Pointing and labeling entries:
__________________________________________________

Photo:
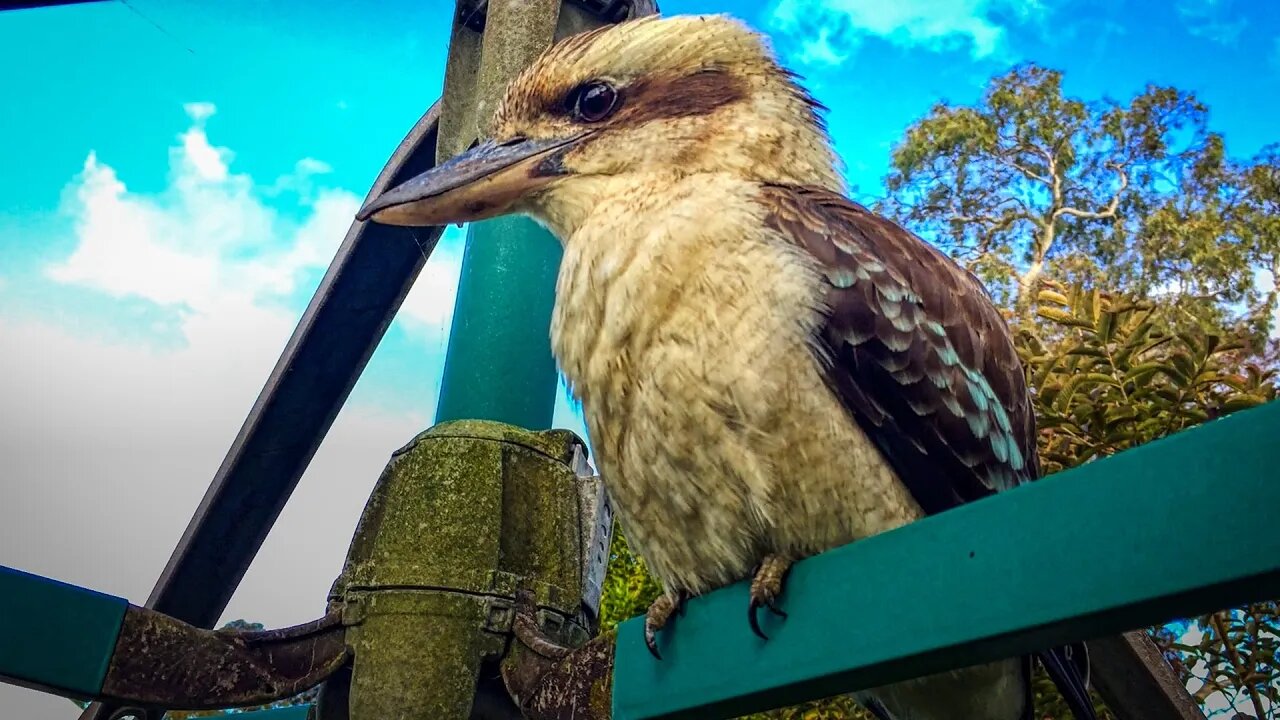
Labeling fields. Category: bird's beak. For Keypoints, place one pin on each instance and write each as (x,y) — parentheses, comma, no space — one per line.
(483,182)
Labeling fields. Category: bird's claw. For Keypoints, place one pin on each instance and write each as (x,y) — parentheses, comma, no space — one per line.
(658,615)
(766,589)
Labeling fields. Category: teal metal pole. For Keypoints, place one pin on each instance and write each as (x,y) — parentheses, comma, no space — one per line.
(55,637)
(498,364)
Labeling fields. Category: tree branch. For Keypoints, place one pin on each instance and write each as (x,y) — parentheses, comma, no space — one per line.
(1112,206)
(1234,655)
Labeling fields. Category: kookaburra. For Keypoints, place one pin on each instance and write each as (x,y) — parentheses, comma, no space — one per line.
(766,368)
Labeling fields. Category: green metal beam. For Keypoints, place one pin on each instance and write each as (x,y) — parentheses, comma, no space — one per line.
(292,712)
(55,637)
(1110,546)
(499,365)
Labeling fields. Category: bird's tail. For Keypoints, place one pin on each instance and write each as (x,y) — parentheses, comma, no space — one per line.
(1069,669)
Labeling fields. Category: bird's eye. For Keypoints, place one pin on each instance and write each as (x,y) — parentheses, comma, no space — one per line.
(594,101)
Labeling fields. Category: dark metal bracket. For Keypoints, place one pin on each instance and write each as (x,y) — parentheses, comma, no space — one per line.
(474,13)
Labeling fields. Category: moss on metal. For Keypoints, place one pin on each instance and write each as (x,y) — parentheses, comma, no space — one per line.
(461,516)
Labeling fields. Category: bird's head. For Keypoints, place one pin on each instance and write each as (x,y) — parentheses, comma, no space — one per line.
(625,106)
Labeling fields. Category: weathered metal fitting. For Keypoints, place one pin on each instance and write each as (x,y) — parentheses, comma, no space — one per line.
(474,13)
(163,662)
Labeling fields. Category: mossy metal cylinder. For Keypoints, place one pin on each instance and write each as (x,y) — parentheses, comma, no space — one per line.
(461,518)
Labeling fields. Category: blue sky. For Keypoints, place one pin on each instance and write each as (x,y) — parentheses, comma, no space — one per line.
(177,176)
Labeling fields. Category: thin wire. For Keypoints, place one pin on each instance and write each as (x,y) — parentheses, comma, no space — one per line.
(155,24)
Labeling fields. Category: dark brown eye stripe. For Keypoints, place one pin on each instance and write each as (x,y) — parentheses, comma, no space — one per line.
(662,98)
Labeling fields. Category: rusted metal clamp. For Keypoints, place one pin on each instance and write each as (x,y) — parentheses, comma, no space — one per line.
(161,662)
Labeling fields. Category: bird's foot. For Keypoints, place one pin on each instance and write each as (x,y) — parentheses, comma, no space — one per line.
(659,613)
(766,589)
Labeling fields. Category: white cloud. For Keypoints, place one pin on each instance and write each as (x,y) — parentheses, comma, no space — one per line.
(1214,19)
(206,244)
(828,31)
(109,446)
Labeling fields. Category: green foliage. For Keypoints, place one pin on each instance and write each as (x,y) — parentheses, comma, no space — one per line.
(1139,196)
(1109,373)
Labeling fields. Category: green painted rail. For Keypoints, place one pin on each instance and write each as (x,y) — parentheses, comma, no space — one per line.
(292,712)
(1101,548)
(54,636)
(499,365)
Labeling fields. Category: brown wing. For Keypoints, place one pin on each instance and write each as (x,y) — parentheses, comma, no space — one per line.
(915,350)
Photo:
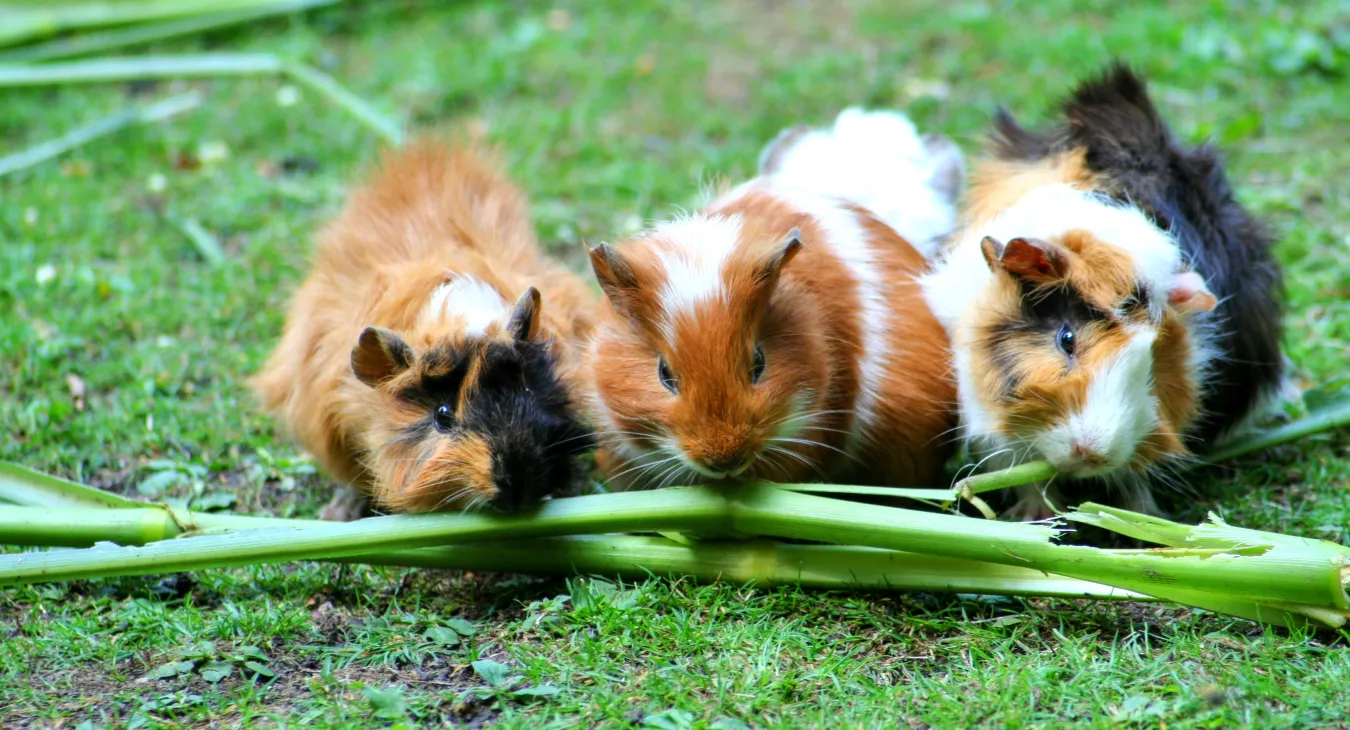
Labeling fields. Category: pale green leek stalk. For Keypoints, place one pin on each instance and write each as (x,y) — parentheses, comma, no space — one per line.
(199,66)
(1276,586)
(24,20)
(141,115)
(143,33)
(91,516)
(760,562)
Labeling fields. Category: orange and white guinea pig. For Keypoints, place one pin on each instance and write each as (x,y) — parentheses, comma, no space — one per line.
(1111,305)
(779,333)
(428,359)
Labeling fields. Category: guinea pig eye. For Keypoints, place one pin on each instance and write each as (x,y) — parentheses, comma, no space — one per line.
(444,418)
(1065,339)
(758,366)
(666,377)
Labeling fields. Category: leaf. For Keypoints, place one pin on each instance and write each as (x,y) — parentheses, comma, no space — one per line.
(388,703)
(537,691)
(462,626)
(261,669)
(442,637)
(158,482)
(205,242)
(216,671)
(492,672)
(203,649)
(1327,396)
(213,501)
(670,719)
(169,669)
(251,652)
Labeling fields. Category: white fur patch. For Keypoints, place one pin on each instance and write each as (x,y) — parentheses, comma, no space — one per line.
(1119,410)
(1118,413)
(695,250)
(471,300)
(848,240)
(876,159)
(1048,212)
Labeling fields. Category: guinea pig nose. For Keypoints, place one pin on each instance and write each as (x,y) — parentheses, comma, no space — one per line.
(731,464)
(1088,455)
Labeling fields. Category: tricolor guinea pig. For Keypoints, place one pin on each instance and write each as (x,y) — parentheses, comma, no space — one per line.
(779,333)
(428,359)
(1111,306)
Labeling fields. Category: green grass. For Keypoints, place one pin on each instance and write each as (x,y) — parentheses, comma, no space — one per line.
(610,116)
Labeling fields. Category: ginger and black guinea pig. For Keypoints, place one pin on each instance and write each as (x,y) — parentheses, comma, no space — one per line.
(1113,309)
(429,360)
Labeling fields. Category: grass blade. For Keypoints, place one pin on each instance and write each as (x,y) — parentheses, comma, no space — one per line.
(1331,414)
(139,68)
(354,105)
(154,112)
(29,20)
(203,240)
(200,66)
(146,33)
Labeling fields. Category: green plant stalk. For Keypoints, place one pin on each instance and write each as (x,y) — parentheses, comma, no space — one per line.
(753,508)
(1011,476)
(760,562)
(353,104)
(143,524)
(1279,575)
(139,68)
(104,127)
(33,489)
(199,66)
(675,509)
(42,19)
(145,33)
(1316,421)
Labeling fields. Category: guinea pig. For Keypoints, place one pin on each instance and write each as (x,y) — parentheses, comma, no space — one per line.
(779,332)
(1111,306)
(419,362)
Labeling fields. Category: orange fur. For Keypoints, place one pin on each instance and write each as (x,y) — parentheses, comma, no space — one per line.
(431,213)
(1103,277)
(807,320)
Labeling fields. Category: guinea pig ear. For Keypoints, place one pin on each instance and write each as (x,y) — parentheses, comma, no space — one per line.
(782,253)
(1188,293)
(524,317)
(380,355)
(614,274)
(1036,261)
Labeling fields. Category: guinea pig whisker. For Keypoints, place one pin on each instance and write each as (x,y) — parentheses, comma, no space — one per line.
(810,443)
(975,467)
(672,475)
(644,466)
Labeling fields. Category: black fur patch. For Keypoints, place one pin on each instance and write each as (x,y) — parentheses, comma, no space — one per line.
(1044,312)
(517,405)
(1183,189)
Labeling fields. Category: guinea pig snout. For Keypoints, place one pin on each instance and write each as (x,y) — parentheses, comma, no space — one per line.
(1079,451)
(728,454)
(1088,454)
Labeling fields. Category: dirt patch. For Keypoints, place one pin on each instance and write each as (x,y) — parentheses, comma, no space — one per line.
(92,692)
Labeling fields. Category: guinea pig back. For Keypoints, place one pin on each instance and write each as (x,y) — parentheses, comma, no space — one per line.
(429,356)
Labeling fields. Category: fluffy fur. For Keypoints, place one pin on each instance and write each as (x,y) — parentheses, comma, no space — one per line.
(880,162)
(1107,230)
(776,335)
(419,360)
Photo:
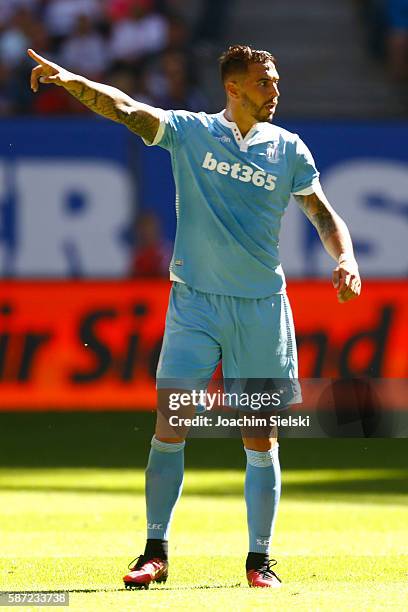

__________________________________________________

Count the lines in the listing that contain the string "stalk". Give only the number.

» **Worked answer**: 2